═════ INPUT DATA

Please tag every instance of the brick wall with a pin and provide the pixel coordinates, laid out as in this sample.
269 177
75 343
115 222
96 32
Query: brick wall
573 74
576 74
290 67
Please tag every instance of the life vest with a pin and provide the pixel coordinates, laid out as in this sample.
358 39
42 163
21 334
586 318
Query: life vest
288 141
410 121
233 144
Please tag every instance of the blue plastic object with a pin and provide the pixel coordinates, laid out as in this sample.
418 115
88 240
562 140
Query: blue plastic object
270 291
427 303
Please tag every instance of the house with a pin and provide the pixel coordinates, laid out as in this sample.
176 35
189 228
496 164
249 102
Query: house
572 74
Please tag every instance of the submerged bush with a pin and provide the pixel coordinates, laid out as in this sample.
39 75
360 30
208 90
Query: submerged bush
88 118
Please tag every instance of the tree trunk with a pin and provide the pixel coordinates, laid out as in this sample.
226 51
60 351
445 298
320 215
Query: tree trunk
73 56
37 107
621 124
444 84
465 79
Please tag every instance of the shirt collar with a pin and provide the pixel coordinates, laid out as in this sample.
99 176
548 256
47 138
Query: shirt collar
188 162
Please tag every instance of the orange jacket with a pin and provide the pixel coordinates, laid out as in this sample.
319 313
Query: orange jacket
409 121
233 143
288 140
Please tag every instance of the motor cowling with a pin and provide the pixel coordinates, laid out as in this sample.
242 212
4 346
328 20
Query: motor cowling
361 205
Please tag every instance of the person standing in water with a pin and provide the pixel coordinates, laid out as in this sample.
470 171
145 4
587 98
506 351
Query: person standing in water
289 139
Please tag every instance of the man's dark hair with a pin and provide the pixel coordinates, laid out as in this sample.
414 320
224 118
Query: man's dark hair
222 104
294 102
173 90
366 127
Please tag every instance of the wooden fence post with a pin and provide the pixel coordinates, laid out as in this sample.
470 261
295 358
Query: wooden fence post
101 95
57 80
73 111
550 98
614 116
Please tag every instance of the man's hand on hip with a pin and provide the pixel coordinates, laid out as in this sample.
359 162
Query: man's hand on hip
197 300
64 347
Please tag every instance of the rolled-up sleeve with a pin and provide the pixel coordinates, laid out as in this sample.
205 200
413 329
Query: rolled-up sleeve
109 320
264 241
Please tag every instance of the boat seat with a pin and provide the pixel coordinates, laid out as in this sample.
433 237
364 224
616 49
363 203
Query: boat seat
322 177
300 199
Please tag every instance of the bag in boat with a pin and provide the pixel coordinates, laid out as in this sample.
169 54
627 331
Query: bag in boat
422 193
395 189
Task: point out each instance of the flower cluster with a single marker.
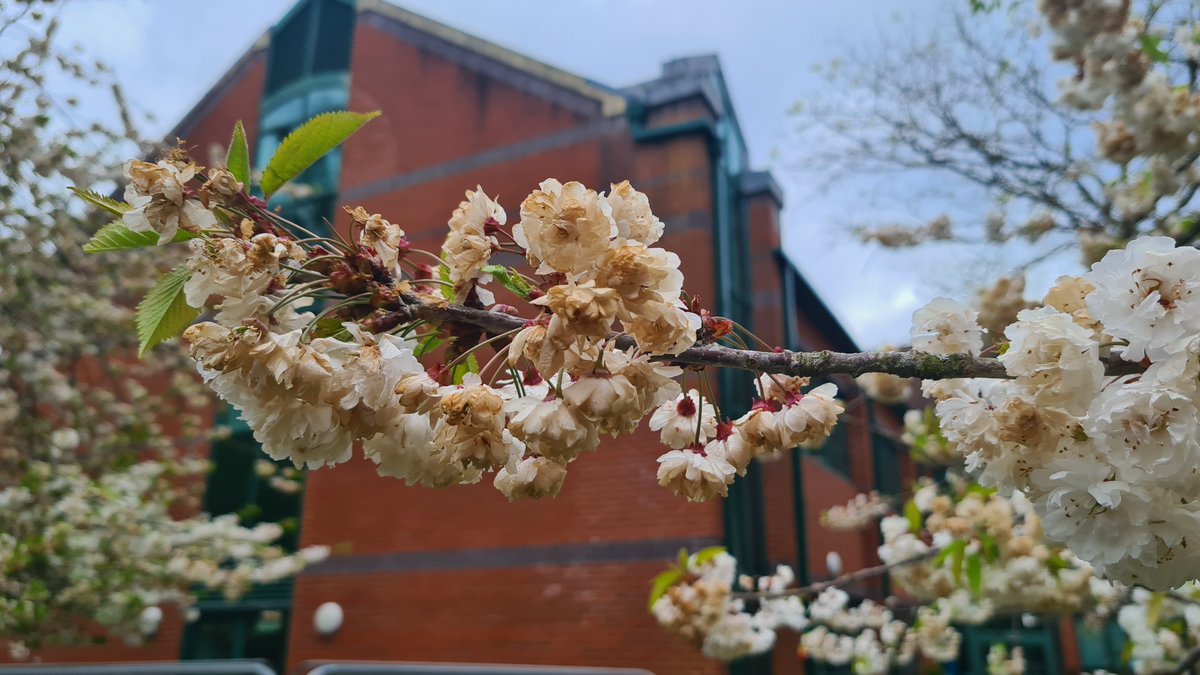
(1108, 461)
(1151, 118)
(864, 509)
(991, 555)
(91, 531)
(1162, 627)
(606, 308)
(701, 608)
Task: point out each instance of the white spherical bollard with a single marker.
(328, 619)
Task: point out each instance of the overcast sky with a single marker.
(169, 52)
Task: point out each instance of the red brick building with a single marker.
(460, 574)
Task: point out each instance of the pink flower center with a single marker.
(685, 407)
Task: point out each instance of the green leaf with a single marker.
(331, 327)
(940, 559)
(444, 275)
(661, 584)
(115, 237)
(707, 555)
(97, 199)
(1151, 46)
(957, 557)
(510, 279)
(913, 514)
(461, 370)
(165, 312)
(975, 575)
(238, 156)
(309, 143)
(990, 550)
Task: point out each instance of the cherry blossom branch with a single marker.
(807, 364)
(844, 580)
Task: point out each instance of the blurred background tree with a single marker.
(973, 114)
(101, 453)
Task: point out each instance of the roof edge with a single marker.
(610, 103)
(234, 72)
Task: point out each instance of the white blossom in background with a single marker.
(101, 452)
(1108, 461)
(946, 327)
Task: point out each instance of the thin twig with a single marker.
(807, 364)
(844, 580)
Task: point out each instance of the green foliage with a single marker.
(707, 555)
(1151, 46)
(913, 514)
(510, 279)
(312, 141)
(100, 201)
(677, 571)
(115, 237)
(165, 312)
(661, 584)
(975, 575)
(444, 275)
(238, 156)
(989, 548)
(461, 370)
(953, 553)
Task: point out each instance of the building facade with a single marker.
(460, 574)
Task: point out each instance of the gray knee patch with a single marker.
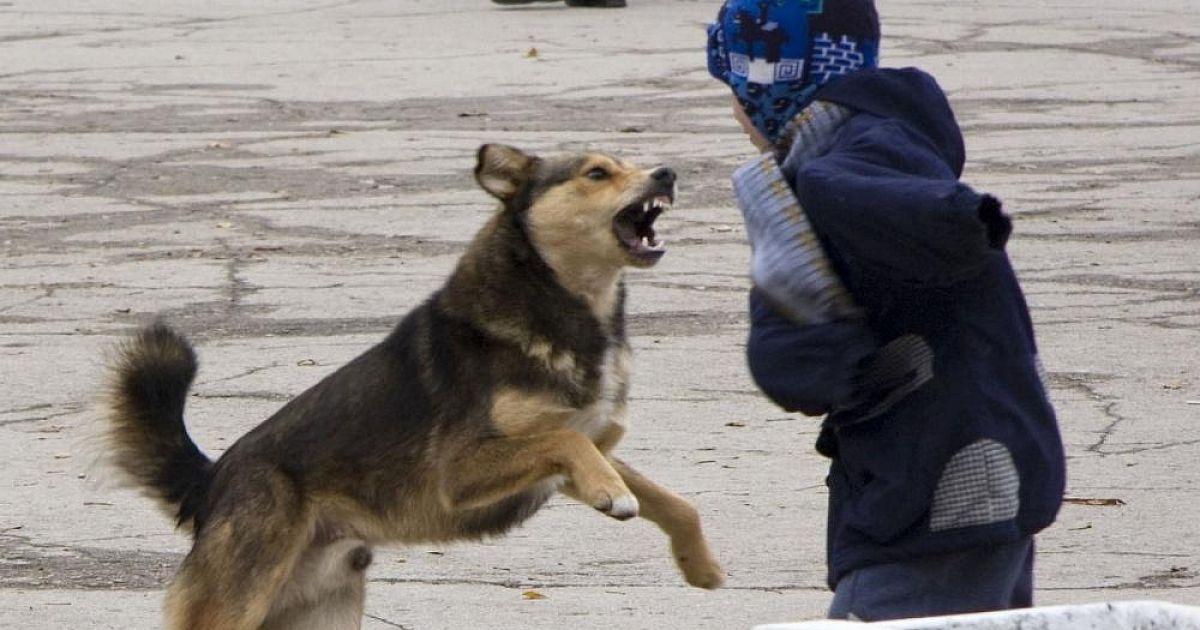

══════════

Copy all of the records verbatim, omitting the pictures.

### WRITTEN ANSWER
Please tag every instance of the brick wall with a pin and provide the pixel coordinates, laid out as in this sample.
269 177
75 343
115 222
96 32
Query: brick wall
573 74
576 74
290 67
Please tag every instance of the life vest with a pin and provide the pixel coordinates, laid out as in this sample.
358 39
42 163
21 334
586 318
Query: life vest
288 141
410 121
233 144
Please tag every instance of the blue plastic object with a pin and provide the pixel coordinates, laid out as in this sample.
418 115
88 240
562 140
Query: blue plastic object
270 291
427 303
Please tag every instance of the house with a pin and provide the pixel coordinates, laid out as in this sample.
176 35
189 228
496 164
249 102
Query: house
572 74
Please tag every instance of the submerged bush with a pin and provide the pixel coordinates, laid out as in this sample.
39 75
360 30
208 90
Query: submerged bush
88 118
Please tag every instance of the tree trunk with a pin and provide the pixel coordinates, laid out as in this sample.
226 51
60 351
445 298
320 215
Query: tree trunk
73 56
37 107
621 124
444 84
465 79
Please tag every instance of the shirt collar with a pin and provide the pixel coordinates, laid out as in this sample.
99 176
548 256
47 138
Query: shirt collar
188 162
Please tag every instance of the orange jacket with a pin and provide the pixel coordinates, laid out as in this sample.
319 313
Query: orange jacket
409 121
233 143
288 140
Please tag every instance of the motor cowling with a pin and provide the pixel coordinates, laid out as in this sample.
242 212
4 346
328 20
Query: motor cowling
361 205
Please tag every instance of the person standing in water with a pin and provide the pixel coordinates, laid out as in this sample.
470 171
145 4
587 98
506 351
Query: person standing in water
289 139
Please tag every instance of the man's dark hair with a pin and provide the pixel coordinates, laid out as in this sample.
414 320
224 118
Query: man's dark hair
222 104
294 102
173 90
366 127
Please tag every instance of the wooden fence post with a pin and provide the pixel coordinates, laid out as in this sample.
470 261
295 358
Query: wooden fence post
101 95
57 80
73 111
550 98
614 116
Please tag every instance of the man's hand on hip with a pin and provide the pixel coordinates, laid out as in this sample.
359 162
Query: man's hand on hip
197 300
64 347
Please tag every instance of the rolled-up sleeve with a pin and provide the pixel coordinates, laid out as in this sample.
205 200
413 329
Query: rolled-up sleeve
109 320
264 241
Please tag every instance of the boat seat with a pin and provide the pixel coordinates, laid out as in this sample.
433 237
364 224
616 49
363 203
Query: boat seat
322 177
300 199
Please tag every instance of the bag in boat with a pin and provide the pixel coordinates, laid out as in this sample.
169 54
627 331
Query: bag in boat
422 193
395 189
Task: point out each instance of the flower cluster with a single marker.
(1108, 461)
(1151, 118)
(864, 509)
(991, 555)
(91, 531)
(1162, 627)
(606, 308)
(701, 608)
Task: point out each instance of the white spherical bollard with a single marker.
(328, 619)
Task: point out each instance of the overcast sky with a single marker.
(169, 52)
Task: point out each instance of the red brick building with a single marker.
(460, 574)
Task: point out each instance of the pink flower center with a single marker.
(685, 407)
Task: point out each instance of the green leaf with a single marker.
(331, 327)
(940, 559)
(444, 275)
(661, 584)
(115, 237)
(707, 555)
(97, 199)
(1151, 46)
(957, 557)
(510, 279)
(913, 514)
(461, 370)
(165, 312)
(975, 575)
(238, 156)
(309, 143)
(990, 550)
Task: point out each instance of the cherry blossom branch with a single marker.
(807, 364)
(844, 580)
Task: point out each instance of the blurred background tree with a single marker.
(973, 114)
(101, 453)
Task: point out each instance of the roof edge with a single marker.
(610, 103)
(234, 72)
Task: point out each instance of the white blossom in background with a single marker.
(101, 452)
(1108, 461)
(946, 327)
Task: point out each instance of the thin twig with a single marker.
(807, 364)
(844, 580)
Task: point out each instance of the green foliage with a single marker.
(707, 555)
(1151, 46)
(913, 514)
(510, 279)
(312, 141)
(100, 201)
(677, 571)
(115, 237)
(165, 312)
(661, 584)
(975, 575)
(444, 275)
(238, 156)
(989, 548)
(461, 370)
(953, 553)
Task: point out each instance of the building facade with a single marker.
(460, 574)
Task: point out each instance of the gray knee patch with a single marker.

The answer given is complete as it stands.